>> START Data extract

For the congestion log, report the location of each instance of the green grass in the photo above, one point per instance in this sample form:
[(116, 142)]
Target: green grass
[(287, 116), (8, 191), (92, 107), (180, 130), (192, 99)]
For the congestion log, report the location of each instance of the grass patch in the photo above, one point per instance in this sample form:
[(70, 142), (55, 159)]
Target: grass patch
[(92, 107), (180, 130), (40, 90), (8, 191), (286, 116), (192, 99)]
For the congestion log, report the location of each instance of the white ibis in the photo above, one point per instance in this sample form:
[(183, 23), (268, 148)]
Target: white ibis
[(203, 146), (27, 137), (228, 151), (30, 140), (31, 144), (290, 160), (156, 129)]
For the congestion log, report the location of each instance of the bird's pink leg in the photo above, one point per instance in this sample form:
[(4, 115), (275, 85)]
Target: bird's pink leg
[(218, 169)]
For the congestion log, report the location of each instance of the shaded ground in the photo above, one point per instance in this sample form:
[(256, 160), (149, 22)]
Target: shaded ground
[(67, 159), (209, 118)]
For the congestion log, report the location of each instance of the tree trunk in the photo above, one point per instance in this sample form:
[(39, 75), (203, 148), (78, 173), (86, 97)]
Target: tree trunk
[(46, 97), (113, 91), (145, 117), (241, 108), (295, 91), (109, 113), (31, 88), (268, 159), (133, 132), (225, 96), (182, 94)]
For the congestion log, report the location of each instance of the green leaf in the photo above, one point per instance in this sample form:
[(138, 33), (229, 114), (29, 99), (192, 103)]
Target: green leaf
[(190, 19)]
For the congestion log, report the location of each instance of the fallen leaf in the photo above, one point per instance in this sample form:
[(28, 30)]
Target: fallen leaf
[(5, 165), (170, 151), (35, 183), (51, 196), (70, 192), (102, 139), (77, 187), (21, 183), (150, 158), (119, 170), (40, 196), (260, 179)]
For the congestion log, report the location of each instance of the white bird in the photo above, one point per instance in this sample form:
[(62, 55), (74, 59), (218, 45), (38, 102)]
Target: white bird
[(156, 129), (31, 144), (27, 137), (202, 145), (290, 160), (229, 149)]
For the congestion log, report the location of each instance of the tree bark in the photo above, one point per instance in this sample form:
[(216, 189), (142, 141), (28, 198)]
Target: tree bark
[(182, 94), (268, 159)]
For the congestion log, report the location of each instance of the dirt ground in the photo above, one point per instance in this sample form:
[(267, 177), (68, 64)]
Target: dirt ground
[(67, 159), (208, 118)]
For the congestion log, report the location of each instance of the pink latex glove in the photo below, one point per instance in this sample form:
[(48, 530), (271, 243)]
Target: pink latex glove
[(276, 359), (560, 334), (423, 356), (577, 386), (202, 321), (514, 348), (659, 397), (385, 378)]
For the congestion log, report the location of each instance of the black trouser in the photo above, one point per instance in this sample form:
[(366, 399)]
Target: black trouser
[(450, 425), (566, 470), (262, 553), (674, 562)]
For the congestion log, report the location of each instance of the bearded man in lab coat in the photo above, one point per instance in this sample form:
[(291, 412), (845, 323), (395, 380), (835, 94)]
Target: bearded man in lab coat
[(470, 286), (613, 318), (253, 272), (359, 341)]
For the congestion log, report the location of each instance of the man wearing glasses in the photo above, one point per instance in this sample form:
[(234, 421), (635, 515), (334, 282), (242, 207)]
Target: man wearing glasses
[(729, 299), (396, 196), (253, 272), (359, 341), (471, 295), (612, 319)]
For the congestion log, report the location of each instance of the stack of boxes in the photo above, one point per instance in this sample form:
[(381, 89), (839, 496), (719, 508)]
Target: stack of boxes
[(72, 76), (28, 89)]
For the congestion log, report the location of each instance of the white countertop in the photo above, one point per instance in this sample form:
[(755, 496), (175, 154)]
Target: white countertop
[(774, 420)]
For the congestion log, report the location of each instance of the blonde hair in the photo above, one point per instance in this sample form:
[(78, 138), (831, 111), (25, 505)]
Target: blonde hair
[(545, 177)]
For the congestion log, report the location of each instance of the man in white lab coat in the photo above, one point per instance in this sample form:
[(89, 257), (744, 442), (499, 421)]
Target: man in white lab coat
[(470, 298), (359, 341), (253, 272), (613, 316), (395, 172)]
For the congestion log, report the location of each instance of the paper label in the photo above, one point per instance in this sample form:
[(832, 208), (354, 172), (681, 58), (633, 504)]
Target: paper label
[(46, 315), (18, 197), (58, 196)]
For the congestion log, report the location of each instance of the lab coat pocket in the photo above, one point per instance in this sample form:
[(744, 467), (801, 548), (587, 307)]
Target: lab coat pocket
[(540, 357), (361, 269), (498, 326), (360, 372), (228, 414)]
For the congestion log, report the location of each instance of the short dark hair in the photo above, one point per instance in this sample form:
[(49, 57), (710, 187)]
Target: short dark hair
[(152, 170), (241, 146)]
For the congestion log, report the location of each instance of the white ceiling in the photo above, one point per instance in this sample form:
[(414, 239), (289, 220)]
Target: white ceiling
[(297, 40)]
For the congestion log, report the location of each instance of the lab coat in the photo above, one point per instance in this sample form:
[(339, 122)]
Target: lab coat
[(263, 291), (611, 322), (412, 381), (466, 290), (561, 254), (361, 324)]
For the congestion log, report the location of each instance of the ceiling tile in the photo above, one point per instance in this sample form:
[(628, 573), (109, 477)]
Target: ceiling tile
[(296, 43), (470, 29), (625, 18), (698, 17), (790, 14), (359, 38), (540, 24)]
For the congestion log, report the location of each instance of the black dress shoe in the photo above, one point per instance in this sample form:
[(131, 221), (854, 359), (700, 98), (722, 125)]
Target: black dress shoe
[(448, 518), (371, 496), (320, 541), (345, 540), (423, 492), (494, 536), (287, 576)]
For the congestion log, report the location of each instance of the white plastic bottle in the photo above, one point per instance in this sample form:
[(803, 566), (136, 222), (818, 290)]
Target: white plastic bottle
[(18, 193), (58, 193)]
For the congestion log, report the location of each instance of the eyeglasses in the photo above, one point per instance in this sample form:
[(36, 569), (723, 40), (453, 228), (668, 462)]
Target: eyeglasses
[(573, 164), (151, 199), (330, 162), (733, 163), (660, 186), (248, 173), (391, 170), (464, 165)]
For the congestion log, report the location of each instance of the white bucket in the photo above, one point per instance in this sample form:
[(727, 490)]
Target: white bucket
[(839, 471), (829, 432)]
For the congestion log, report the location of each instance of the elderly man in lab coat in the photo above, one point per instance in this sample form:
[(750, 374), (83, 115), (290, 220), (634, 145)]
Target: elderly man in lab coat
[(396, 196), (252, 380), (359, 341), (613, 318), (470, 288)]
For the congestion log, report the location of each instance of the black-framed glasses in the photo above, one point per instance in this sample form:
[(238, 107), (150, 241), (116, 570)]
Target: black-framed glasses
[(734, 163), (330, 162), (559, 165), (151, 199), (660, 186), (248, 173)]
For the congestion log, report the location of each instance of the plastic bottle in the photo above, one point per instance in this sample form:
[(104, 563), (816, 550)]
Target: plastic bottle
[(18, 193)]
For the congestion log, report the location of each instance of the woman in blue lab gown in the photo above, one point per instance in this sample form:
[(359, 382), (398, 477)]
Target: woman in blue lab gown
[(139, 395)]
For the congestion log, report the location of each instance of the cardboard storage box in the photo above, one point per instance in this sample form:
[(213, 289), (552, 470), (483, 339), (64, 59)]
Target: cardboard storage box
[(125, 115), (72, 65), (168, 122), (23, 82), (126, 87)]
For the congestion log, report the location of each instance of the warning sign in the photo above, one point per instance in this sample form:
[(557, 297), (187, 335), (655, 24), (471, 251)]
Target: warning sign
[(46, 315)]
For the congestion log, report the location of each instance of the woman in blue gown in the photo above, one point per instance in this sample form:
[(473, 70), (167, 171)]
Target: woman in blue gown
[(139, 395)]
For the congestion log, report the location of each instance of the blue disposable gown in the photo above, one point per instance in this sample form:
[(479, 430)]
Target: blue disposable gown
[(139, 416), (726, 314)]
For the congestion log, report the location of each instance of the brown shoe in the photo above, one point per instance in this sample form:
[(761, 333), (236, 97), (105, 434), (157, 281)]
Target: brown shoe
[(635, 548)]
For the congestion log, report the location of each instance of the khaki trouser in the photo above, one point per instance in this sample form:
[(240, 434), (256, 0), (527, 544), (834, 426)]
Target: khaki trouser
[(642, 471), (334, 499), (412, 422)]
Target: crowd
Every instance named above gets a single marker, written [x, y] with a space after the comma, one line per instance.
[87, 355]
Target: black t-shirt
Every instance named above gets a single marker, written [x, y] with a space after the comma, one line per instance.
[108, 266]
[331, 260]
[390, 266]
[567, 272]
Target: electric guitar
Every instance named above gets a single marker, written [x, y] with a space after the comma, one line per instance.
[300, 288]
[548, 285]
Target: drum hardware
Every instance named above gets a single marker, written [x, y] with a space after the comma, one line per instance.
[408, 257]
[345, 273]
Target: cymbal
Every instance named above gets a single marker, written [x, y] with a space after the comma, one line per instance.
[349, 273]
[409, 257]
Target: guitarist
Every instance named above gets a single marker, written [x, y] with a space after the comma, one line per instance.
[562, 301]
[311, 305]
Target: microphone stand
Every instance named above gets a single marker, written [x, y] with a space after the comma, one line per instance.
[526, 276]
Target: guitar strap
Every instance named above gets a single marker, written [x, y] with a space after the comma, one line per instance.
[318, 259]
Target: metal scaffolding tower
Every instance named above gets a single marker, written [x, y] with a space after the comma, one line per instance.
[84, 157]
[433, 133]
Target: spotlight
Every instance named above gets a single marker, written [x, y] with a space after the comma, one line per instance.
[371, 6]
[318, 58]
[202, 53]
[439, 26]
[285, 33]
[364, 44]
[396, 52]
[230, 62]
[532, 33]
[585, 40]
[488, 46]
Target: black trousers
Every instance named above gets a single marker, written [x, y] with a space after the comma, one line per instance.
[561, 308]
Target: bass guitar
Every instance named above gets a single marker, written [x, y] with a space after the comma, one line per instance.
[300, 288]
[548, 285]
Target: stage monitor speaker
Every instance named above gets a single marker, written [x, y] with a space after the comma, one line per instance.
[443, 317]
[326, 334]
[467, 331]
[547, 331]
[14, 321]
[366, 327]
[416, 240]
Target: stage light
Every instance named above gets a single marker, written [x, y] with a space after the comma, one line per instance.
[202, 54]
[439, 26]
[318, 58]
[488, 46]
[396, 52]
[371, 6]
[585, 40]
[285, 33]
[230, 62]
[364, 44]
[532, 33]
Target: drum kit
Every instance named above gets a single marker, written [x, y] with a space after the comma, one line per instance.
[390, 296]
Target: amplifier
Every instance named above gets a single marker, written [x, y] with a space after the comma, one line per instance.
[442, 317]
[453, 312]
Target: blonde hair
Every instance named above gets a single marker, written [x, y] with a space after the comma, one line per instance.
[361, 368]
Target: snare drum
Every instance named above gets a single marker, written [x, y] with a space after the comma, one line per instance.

>> END Data extract

### Requirements
Everything from the line containing "Target: stage monitor speaker" to the end of the records must be written out exactly; include both of those lines and no others.

### Output for this task
Target: stage monitor speaker
Every instance named above gets a single marker, written [x, y] with a space after the comma, one line per instance.
[443, 317]
[326, 334]
[467, 331]
[547, 331]
[14, 321]
[366, 327]
[416, 240]
Target: stage light
Every instance named above gets a single marker, written [x, y] with a space after the comma, one line per instance.
[202, 54]
[439, 26]
[318, 58]
[488, 46]
[396, 52]
[371, 6]
[585, 40]
[285, 33]
[230, 62]
[364, 44]
[532, 33]
Target: drum kit
Every instance named above gets a single marker, written [x, y] with a space after the comma, one line per instance.
[390, 296]
Target: amplifier
Every instance named above gets a single marker, written [x, y] with a space after the comma, one line per instance.
[442, 317]
[453, 312]
Target: blonde hair
Every instance named above gets a single marker, written [x, y] with a space after the comma, one line per instance.
[361, 368]
Target: snare drum
Every instance named above gets a single marker, written [x, y] with a space after the comma, one line per instance.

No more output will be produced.